文書の一節 —
これを完全に修正するには先ほどの直線の方程式を用いた当たり判定をするしかない
のだが、実は、単純に判定を行う(ネットの時と同様に体の中心線で判定を行う)と
ボールの跳ね返りが不自然になるのである。体の中心ではなく前と後ろの2カ所に
分けて行えば不自然さは無くなるのだが、速度面でもメモリ面でも大幅に無駄が増えて
しまう。もっと簡単に直すには落下位置をもっと正確に求めるとよいのだが、ファジー
だった動き(簡単にファジーさを出すには乱数を用いるのが一番なのだが、そうすると
弱くなってしまうのだ。乱数による影響を極力弱くしてファジーさを出すというのは
強いものを作るよりかえって難しいのだ。)が機械っぽくなってしまうので却下した。
ここは「ネットではないのだから100%跳ね返らなくて当たり前(考えてみればそうで
ある。ボールが人間の手前か奥にあると思えばよいのだ。)」と自分を納得させて
すり抜け現象が最も起こらないような位置をひたすらテストプレイを繰り返して見つける
ことにした。
ほぼ完成し、そろそろ正式タイトルを決めたいところである。
お:何かいいタイトルはないかい?
け:ボールを桃の形に変えてから「ピーチバレー」というのはどう?
お:それいい!ナイス!
こうして正式タイトル「ピーチバレー」が決定したのだ。ボールを桃の形にするのは
結構簡単にできた。速度もFOR〜NEXTを駆使しているためボールのアニメーション処理を
行っても少し遅くなっただけである。このときまでにかなり高速化をしていたため
処理速度は1人用で秒6コマ程度(約160m秒)、2人用で秒8コマ程度(約120m秒)と
かなり目標に近い値になった。(ともにキー入力を行ってない状態の速度)

資料を読み解く —
1) 次の(a)〜(c)が文書の一節の内容と合っているかどうかを判断しなさい。それぞれ「はい」か「いいえ」で答え、決め手となる本文の語句をそのまま引用しなさい。
(a) 正式タイトルは「ピーチバレー」に決まった。
(b) ボールを桃の形にするのは難しかった。
(c) 2人用の処理速度は秒6コマ程度である。
2) 文書の一節のうち、「ここは「ネットではないのだから100%跳ね返らなくて当たり前(考えてみればそうで」を含む語句で始まり「かなり目標に近い値になった。(ともにキー入力を行ってない状態の速度)」で終わる部分を、一字も変えずに書き写しなさい。

与えられた情報 —
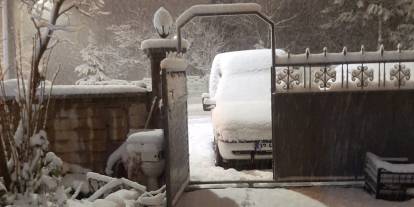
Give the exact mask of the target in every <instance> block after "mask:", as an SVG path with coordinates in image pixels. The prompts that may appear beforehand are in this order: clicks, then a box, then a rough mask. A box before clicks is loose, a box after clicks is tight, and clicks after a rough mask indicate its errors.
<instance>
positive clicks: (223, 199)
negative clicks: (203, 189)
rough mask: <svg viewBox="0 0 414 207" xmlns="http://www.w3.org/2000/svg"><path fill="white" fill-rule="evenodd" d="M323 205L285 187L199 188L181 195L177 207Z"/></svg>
mask: <svg viewBox="0 0 414 207" xmlns="http://www.w3.org/2000/svg"><path fill="white" fill-rule="evenodd" d="M193 206H198V207H212V206H214V207H238V206H243V207H255V206H257V207H298V206H303V207H325V205H324V204H322V203H321V202H319V201H317V200H314V199H311V198H309V197H307V196H304V195H302V194H300V193H296V192H294V191H291V190H286V189H249V188H227V189H210V190H199V191H193V192H189V193H186V194H184V195H183V196H182V198H181V199H180V201H179V202H178V204H177V207H193Z"/></svg>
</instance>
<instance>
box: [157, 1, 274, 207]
mask: <svg viewBox="0 0 414 207" xmlns="http://www.w3.org/2000/svg"><path fill="white" fill-rule="evenodd" d="M234 15H255V16H258V17H259V18H260V19H261V20H263V21H264V22H266V23H267V24H268V25H270V27H271V32H272V34H271V48H272V50H271V55H272V66H271V82H272V84H271V92H272V93H274V92H275V90H276V87H275V84H273V83H274V81H275V80H274V79H275V65H276V50H275V49H276V48H275V24H274V23H273V22H272V20H270V18H268V17H266V16H265V15H264V14H263V13H261V6H260V5H258V4H255V3H238V4H206V5H195V6H192V7H190V8H189V9H188V10H186V11H184V12H183V13H182V14H181V15H180V16H179V17H178V18H177V20H176V26H177V36H178V40H177V44H178V45H177V52H181V51H182V48H181V46H182V45H181V43H182V39H181V29H182V28H183V27H184V26H185V25H186V24H187V23H188V22H189V21H191V20H192V19H193V18H195V17H200V16H234ZM162 77H163V81H164V84H163V88H164V89H163V91H164V92H163V93H166V94H164V95H163V97H168V93H167V92H168V91H169V89H168V85H169V82H168V80H169V79H167V78H166V77H167V72H165V73H163V75H162ZM183 77H184V78H183ZM164 79H165V80H164ZM173 79H174V81H176V82H175V83H182V82H185V81H183V79H184V80H185V72H184V73H182V74H180V75H174V78H173ZM172 85H174V86H182V84H172ZM183 88H186V85H185V84H184V86H183ZM183 88H180V89H179V90H182V89H183ZM272 97H273V96H272ZM165 103H167V105H168V101H166V102H164V104H165ZM272 103H273V98H272ZM178 105H180V106H181V105H183V103H182V102H180V103H177V104H175V106H174V107H173V110H172V112H177V114H180V115H182V114H183V113H181V112H182V111H183V110H185V112H186V102H185V106H183V107H182V108H179V107H178ZM185 114H186V113H185ZM174 119H175V120H177V119H178V118H177V116H176V114H174ZM173 122H174V121H173ZM182 124H183V123H181V122H180V123H178V122H177V123H175V122H174V123H173V127H174V128H180V126H181V125H182ZM166 125H168V124H166ZM184 130H186V129H184ZM167 131H168V130H167ZM168 133H169V132H168ZM180 133H183V134H184V135H185V136H187V135H186V134H185V132H182V131H181V132H180ZM168 136H169V135H168ZM185 136H184V137H185ZM175 137H177V136H175ZM187 137H188V136H187ZM170 141H171V144H169V143H170ZM174 141H175V140H173V139H171V140H169V141H168V144H167V145H168V147H167V169H166V184H167V206H168V207H172V206H174V205H175V204H176V203H177V201H178V199H179V198H180V196H181V194H182V193H183V191H184V189H185V188H186V187H187V186H188V185H189V182H190V176H189V162H188V156H189V155H188V150H187V149H184V150H183V149H182V148H183V145H187V147H188V138H187V141H186V140H185V139H181V140H179V141H181V142H180V143H175V142H174ZM173 142H174V143H173ZM186 142H187V143H186ZM172 152H173V153H175V156H174V159H172V158H171V157H169V154H172ZM183 157H184V158H185V157H187V159H180V158H183ZM273 168H274V167H273ZM187 171H188V172H187ZM274 176H275V175H274ZM268 182H271V180H269V181H268Z"/></svg>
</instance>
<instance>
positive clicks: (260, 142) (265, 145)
mask: <svg viewBox="0 0 414 207" xmlns="http://www.w3.org/2000/svg"><path fill="white" fill-rule="evenodd" d="M255 150H256V151H272V143H271V142H261V141H260V142H256V144H255Z"/></svg>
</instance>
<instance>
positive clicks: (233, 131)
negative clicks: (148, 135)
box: [212, 100, 272, 141]
mask: <svg viewBox="0 0 414 207" xmlns="http://www.w3.org/2000/svg"><path fill="white" fill-rule="evenodd" d="M270 111H271V105H270V100H269V101H248V102H241V101H240V102H230V103H226V102H224V103H219V104H217V107H216V108H215V109H214V110H213V114H212V118H213V123H214V129H215V130H216V131H217V133H218V134H220V137H218V138H219V139H220V140H223V141H252V140H271V139H272V133H271V131H272V126H271V114H270Z"/></svg>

課題別の解答 —
1)
(a) はい。「こうして正式タイトル「ピーチバレー」が決定したのだ。」
(b) いいえ。「ボールを桃の形にするのは結構簡単にできた。」
(c) いいえ。「2人用で秒8コマ程度(約120m秒)」

2)
ここは「ネットではないのだから100%跳ね返らなくて当たり前(考えてみればそうで
ある。ボールが人間の手前か奥にあると思えばよいのだ。)」と自分を納得させて
すり抜け現象が最も起こらないような位置をひたすらテストプレイを繰り返して見つける
ことにした。
ほぼ完成し、そろそろ正式タイトルを決めたいところである。
お:何かいいタイトルはないかい?
け:ボールを桃の形に変えてから「ピーチバレー」というのはどう?
お:それいい!ナイス!
こうして正式タイトル「ピーチバレー」が決定したのだ。ボールを桃の形にするのは
結構簡単にできた。速度もFOR〜NEXTを駆使しているためボールのアニメーション処理を
行っても少し遅くなっただけである。このときまでにかなり高速化をしていたため
処理速度は1人用で秒6コマ程度(約160m秒)、2人用で秒8コマ程度(約120m秒)と
かなり目標に近い値になった。(ともにキー入力を行ってない状態の速度)